(Photo-based referring expression data)

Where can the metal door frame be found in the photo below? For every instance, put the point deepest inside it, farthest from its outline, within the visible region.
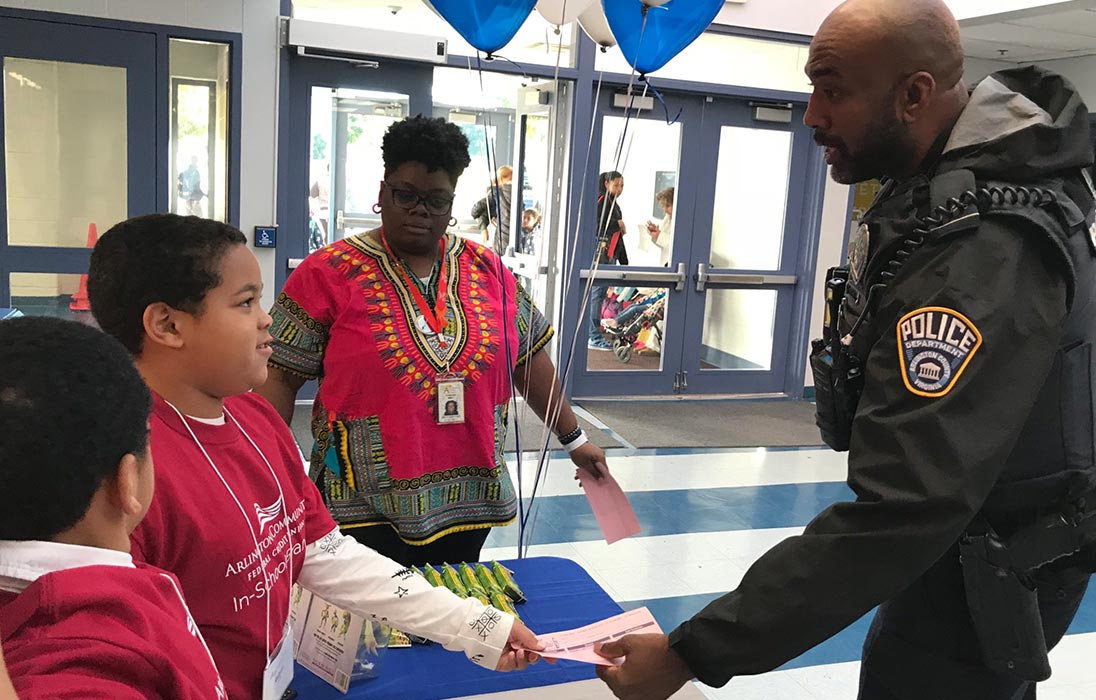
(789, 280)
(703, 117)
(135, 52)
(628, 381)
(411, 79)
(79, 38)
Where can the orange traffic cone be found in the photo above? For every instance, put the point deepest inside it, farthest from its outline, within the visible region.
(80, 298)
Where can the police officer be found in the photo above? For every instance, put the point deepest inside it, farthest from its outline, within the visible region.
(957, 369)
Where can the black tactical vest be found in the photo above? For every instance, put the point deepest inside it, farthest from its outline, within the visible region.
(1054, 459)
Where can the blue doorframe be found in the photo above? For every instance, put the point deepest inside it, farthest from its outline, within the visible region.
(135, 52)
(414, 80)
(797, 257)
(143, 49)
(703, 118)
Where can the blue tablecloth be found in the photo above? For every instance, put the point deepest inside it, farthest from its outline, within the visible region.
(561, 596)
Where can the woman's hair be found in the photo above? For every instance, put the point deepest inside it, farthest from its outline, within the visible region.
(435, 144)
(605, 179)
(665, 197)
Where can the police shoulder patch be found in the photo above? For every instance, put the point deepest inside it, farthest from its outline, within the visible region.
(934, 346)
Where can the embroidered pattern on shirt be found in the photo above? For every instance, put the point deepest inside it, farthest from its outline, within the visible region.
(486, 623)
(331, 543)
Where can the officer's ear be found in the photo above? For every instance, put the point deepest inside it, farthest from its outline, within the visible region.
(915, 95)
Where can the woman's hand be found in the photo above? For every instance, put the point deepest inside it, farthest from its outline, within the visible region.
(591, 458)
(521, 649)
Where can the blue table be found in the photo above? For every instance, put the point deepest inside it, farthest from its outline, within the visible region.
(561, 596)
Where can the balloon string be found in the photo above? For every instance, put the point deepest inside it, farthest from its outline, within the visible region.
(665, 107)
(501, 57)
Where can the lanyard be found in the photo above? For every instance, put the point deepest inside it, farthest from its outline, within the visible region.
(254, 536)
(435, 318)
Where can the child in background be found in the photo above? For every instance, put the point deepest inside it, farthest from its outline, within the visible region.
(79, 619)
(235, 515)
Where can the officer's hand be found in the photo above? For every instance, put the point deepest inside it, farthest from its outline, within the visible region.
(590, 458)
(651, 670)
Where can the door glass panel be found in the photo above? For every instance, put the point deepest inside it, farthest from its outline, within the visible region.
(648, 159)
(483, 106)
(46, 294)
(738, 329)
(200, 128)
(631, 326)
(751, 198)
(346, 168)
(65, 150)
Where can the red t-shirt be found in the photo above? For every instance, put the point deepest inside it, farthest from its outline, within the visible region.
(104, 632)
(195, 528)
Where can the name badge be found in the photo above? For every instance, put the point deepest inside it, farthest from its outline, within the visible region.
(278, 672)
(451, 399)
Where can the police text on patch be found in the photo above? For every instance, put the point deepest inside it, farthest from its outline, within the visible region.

● Aim of the exercise
Here the job is to print all the entries above exactly, minus the images.

● Answer below
Where can the metal door frame be found in the photo below? For every instance, put the point deepest inside it, farthest from its outline, within the visible region.
(789, 280)
(703, 117)
(135, 52)
(628, 381)
(411, 79)
(79, 38)
Where can the orange traffic cone be found in the photo above? For every instance, put the point deepest inside it, farthest from its outline, within the visible region.
(80, 298)
Where can the police officer be found in the photo above? For every instance, put the point deepest inside it, farthest from its outline, within the visible region.
(957, 369)
Where can the black tactical vest be found in the photo above? For every instance, put the point deepest inside it, farthest from its outline, within the visible region.
(1054, 459)
Where can the blue doorframe be found in the photo above? For every instance, put the point deepest inside it, farthest from its outline, within the visible region.
(135, 52)
(414, 80)
(797, 257)
(143, 49)
(703, 118)
Where can the blue tablecloth be found in the photo above? For every instance, put the point deepest inside it, farthest from its outline, within the visible region.
(561, 596)
Where can the woman's hair be found in the photo above? For every instance, put the point deepest inside it, farthest from its outline, within the visible region.
(435, 144)
(605, 179)
(665, 197)
Where can the police shoulder patch be found in the photo above? For every instance, put the point deepest inside it, farthest from its outline, within the visible region.
(934, 346)
Where can the embroidered pattern on shirt be found in the photo above? For every instance, put the point deepest inside it, farthest from its outline, within the visible region.
(486, 623)
(331, 543)
Where can the officer's ear be found in the photo above? For every instance, put the point deepest inside it, farthest from its outline, within the visible region.
(915, 95)
Where can the woman's hand be found in the photo above? For every instance, put the point deepest inside it, farthest from its outline, within the visible region.
(591, 458)
(521, 649)
Where can the blue table be found in the photo above? For every instance, put the point deepest inside it, farthest from its outline, within the visible region.
(561, 596)
Where can the balloon string be found in the photo above? For every instance, put the point deepest inside it, farthest from its outline, within the visible region.
(665, 107)
(501, 57)
Where can the lanyard be found in the photo above? For every instance, put the point deepest inside it, farthest from its outline, within the visible region.
(254, 536)
(435, 318)
Where can the child in background be found in the photo above? For every instance, put the point deepest inside it, farthest from its outline, within the visible region.
(79, 619)
(235, 515)
Where can the officer's hand be found in the photo above? For every instance, put the point deepest inside it, farthest from its outline, within the visible region.
(590, 458)
(651, 670)
Where can the door glass panel be found in the photo above? For every instance, put the point deepest inside it, farthest from its outline, within the visible region.
(648, 159)
(483, 106)
(46, 294)
(738, 329)
(200, 128)
(631, 326)
(751, 198)
(346, 168)
(65, 150)
Where can the red t-shirt be found in the photo above? For every instance, put the point deepest inside it, farthest from its outline, within the visible region.
(104, 632)
(195, 528)
Where can the name badge be found in the photo above? For every instance, put the point deepest inside it, farthest from its outline, within the visible region.
(278, 672)
(451, 399)
Where can the police text on patch be found in the photo above? For every instance, put the point deepest inside it, farthest from its outline, within the visible region.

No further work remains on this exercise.